◆ THE EXERCISE
Reproduce exactly the lines from the one containing "the white bollard." through the last line of the data, both ends included.

◆ Excerpts of pointing data

++++++++++++++++++++

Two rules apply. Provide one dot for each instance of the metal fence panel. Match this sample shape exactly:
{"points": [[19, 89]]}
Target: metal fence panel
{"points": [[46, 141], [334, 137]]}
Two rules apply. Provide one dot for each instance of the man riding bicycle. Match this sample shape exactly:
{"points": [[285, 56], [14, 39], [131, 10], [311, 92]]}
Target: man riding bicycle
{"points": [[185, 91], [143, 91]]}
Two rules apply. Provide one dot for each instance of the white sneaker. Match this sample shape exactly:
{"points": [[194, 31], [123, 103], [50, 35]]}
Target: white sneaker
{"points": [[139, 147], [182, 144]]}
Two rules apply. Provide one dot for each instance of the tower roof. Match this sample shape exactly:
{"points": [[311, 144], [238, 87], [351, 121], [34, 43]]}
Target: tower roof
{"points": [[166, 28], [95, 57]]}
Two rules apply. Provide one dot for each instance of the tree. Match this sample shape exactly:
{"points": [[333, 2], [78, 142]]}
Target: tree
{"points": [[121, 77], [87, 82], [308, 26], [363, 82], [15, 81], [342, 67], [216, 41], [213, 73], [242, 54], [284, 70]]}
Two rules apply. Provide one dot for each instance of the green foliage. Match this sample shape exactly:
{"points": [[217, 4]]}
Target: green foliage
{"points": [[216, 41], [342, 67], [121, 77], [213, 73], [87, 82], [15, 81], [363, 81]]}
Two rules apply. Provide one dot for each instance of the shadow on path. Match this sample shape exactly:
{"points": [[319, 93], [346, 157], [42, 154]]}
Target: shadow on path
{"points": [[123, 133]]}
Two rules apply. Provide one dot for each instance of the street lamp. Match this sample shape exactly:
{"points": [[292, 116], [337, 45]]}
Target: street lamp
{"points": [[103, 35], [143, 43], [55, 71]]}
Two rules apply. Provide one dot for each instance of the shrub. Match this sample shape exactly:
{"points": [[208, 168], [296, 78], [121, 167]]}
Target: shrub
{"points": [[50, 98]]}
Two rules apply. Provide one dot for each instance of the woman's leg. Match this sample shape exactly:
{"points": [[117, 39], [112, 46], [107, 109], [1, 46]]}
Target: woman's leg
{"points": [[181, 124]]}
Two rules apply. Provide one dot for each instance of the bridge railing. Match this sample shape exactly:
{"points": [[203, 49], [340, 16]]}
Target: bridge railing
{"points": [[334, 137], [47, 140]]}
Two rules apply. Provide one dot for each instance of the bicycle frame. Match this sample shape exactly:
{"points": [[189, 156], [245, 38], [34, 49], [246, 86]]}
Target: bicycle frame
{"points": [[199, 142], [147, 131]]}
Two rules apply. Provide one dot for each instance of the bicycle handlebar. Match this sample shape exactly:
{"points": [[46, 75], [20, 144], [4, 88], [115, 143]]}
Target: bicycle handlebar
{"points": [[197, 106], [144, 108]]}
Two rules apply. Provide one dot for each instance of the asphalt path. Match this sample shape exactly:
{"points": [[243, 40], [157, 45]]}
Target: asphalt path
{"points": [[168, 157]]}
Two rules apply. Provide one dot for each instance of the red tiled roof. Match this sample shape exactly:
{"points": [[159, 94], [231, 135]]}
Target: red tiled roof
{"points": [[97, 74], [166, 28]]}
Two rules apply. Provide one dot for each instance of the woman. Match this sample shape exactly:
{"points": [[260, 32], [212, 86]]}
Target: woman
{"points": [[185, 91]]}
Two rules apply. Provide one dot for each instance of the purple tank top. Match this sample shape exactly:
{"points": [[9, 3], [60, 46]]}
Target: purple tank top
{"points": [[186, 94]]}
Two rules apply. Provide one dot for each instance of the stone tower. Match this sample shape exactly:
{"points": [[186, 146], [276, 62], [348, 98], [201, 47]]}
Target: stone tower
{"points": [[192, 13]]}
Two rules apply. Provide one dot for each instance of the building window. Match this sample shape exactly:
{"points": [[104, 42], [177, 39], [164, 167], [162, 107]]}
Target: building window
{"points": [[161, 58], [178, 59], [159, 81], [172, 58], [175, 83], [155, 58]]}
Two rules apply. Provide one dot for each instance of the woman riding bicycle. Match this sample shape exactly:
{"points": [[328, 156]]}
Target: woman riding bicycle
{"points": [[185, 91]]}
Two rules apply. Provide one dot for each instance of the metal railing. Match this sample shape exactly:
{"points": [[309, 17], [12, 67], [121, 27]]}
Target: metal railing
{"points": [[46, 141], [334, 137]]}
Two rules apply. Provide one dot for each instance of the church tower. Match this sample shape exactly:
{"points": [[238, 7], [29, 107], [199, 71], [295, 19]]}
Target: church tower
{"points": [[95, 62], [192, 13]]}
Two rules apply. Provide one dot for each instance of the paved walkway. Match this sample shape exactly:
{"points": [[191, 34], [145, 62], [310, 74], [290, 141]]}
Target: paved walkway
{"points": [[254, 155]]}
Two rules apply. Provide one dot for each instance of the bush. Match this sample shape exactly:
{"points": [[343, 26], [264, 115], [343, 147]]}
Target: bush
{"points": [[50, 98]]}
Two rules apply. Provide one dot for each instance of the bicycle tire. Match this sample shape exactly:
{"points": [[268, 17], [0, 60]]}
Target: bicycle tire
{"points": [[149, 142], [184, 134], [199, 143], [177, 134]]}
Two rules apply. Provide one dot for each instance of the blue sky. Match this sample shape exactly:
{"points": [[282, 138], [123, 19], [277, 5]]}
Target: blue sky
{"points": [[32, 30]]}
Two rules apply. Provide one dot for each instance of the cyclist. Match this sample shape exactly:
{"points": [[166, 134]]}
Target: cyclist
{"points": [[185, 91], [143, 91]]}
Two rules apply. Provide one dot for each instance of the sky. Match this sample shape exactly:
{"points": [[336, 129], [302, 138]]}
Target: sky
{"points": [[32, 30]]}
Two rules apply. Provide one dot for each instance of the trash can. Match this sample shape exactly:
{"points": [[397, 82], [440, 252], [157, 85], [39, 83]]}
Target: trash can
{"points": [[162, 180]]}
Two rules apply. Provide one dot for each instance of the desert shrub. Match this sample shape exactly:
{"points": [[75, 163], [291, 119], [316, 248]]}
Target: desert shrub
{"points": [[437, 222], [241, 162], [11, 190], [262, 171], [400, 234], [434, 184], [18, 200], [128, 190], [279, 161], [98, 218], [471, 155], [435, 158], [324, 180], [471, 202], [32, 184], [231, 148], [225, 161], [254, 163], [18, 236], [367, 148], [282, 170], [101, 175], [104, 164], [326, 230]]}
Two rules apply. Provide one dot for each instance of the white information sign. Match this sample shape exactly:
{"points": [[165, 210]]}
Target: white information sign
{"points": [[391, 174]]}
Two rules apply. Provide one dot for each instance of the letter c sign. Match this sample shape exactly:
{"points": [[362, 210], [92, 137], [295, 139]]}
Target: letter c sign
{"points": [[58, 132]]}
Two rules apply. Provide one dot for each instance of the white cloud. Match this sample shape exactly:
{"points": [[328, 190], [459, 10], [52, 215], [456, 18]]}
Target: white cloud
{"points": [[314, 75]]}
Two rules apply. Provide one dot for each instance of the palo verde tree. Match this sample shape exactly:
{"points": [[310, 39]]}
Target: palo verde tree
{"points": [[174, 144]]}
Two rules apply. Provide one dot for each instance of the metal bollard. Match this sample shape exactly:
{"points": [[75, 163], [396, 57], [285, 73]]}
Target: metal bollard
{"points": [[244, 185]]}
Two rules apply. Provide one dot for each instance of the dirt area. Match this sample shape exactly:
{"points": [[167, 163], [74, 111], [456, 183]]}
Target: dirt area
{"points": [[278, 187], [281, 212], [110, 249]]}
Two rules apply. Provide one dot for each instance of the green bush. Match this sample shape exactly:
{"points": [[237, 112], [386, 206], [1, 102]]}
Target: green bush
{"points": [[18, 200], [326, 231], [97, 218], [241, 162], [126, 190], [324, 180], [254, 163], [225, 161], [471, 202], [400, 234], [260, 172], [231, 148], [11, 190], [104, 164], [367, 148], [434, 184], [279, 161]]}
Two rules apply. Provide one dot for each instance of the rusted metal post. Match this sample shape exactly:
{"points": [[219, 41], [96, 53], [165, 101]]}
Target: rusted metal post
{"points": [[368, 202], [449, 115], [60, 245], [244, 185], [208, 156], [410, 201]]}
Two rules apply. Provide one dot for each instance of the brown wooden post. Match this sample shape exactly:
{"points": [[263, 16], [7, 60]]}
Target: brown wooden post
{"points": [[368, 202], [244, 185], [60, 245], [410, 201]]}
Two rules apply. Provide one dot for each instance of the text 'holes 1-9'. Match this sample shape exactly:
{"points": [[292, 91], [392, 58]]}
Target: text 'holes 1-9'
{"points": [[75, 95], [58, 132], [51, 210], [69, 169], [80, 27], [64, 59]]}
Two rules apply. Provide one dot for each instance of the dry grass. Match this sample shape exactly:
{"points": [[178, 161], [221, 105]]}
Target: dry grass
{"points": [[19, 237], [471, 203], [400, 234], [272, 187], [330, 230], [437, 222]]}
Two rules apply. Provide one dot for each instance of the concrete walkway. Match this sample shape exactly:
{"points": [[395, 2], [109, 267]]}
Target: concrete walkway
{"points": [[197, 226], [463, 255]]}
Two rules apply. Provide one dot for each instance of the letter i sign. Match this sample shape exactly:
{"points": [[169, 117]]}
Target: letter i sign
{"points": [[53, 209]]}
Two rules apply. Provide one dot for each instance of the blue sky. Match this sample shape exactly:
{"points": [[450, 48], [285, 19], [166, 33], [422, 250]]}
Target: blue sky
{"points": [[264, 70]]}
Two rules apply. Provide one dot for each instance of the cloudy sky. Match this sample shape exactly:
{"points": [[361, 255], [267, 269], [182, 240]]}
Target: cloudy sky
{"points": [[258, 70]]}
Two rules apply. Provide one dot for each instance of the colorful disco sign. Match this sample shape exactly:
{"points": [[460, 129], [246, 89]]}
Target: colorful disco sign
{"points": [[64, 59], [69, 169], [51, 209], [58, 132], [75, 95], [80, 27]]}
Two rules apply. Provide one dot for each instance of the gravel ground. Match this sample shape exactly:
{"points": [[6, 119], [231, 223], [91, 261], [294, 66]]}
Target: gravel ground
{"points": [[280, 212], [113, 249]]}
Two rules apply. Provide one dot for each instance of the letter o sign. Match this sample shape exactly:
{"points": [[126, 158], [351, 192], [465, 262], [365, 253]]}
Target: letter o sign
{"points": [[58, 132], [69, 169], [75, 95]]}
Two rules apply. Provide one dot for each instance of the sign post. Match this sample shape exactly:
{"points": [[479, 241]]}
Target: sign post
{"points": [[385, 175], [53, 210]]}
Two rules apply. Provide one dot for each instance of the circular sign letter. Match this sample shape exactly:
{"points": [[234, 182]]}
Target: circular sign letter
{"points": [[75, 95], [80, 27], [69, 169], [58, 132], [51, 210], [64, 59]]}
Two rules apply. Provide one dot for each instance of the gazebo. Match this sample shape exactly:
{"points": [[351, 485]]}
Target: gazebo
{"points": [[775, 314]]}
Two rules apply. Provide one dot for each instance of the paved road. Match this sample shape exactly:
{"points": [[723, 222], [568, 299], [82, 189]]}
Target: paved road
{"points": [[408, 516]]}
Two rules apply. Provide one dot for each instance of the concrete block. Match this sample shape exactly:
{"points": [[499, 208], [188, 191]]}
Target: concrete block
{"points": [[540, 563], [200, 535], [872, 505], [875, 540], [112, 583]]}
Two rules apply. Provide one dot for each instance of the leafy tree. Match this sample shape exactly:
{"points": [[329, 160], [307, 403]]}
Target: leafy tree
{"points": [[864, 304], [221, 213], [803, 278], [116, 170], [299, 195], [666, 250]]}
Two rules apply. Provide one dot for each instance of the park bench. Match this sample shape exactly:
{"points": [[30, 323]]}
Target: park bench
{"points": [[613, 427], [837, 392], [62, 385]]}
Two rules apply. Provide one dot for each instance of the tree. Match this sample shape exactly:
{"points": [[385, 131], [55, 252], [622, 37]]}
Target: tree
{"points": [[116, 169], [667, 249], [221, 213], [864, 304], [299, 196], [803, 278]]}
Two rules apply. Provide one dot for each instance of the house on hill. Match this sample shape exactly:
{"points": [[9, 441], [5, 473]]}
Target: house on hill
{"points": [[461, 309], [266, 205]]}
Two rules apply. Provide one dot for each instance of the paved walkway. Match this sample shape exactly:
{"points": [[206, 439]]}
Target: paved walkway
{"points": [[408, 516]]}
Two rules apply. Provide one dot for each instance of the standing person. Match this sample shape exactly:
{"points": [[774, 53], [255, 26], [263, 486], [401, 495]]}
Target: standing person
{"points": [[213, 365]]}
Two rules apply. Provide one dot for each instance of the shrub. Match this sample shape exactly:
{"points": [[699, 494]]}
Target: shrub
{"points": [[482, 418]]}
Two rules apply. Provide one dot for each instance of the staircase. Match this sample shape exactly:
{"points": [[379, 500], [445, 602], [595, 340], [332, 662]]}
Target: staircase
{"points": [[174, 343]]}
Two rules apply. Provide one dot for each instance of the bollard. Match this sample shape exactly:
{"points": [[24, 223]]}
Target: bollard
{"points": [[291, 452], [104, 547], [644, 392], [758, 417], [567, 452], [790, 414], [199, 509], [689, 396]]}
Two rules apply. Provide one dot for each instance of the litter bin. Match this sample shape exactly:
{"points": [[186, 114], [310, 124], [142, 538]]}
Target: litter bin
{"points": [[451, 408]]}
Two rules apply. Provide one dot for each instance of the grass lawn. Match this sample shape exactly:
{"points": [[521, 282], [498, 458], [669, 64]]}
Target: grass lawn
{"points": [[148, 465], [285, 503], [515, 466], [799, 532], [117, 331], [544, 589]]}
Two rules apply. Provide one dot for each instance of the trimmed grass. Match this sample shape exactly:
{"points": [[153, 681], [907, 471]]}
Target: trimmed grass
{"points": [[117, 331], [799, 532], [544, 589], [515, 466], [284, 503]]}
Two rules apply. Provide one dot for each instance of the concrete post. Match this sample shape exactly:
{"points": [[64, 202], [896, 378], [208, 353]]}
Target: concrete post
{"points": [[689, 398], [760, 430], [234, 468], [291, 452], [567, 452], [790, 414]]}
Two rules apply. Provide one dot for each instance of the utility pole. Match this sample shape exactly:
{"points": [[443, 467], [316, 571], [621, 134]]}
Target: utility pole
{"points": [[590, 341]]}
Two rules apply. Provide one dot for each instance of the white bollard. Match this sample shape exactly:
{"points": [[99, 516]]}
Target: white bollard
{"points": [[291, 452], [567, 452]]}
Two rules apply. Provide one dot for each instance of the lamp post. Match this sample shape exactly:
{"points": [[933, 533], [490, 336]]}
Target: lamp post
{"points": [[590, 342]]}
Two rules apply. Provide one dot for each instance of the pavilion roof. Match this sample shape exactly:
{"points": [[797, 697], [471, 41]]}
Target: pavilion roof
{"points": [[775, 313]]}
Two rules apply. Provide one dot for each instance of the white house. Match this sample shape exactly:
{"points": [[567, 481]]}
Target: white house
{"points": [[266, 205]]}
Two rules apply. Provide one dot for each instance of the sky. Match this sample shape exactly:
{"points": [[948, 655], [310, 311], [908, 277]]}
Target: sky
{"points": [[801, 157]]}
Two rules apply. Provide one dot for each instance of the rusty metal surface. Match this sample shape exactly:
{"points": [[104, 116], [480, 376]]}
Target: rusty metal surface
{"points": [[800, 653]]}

++++++++++++++++++++

◆ FULL SOLUTION
Two rules apply. Provide one dot for each instance of the white bollard. Match this sample shape exactly:
{"points": [[99, 516]]}
Target: white bollard
{"points": [[291, 452], [567, 452]]}
Two rules apply. Provide one dot for each instance of the lamp post. Match this sample shape exactly:
{"points": [[933, 533], [490, 336]]}
Target: lamp post
{"points": [[590, 342]]}
Two rules apply. Provide one dot for each instance of the pavilion roof. Match this sample shape exactly:
{"points": [[797, 697], [471, 41]]}
Target: pavilion roof
{"points": [[775, 313]]}
Two rules apply. Provide one dot for each instance of the white house. Match this sample shape exactly:
{"points": [[567, 481]]}
Target: white house
{"points": [[266, 205]]}
Two rules apply. Provide one dot for each instance of the sky. Match this sample shape exactly:
{"points": [[948, 655], [310, 311], [908, 277]]}
Target: sky
{"points": [[801, 157]]}
Two rules apply. Provide one dot for each instance of the rusty metal surface. Match this sample shape exactly:
{"points": [[104, 116], [480, 376]]}
Target: rusty metal surface
{"points": [[800, 653]]}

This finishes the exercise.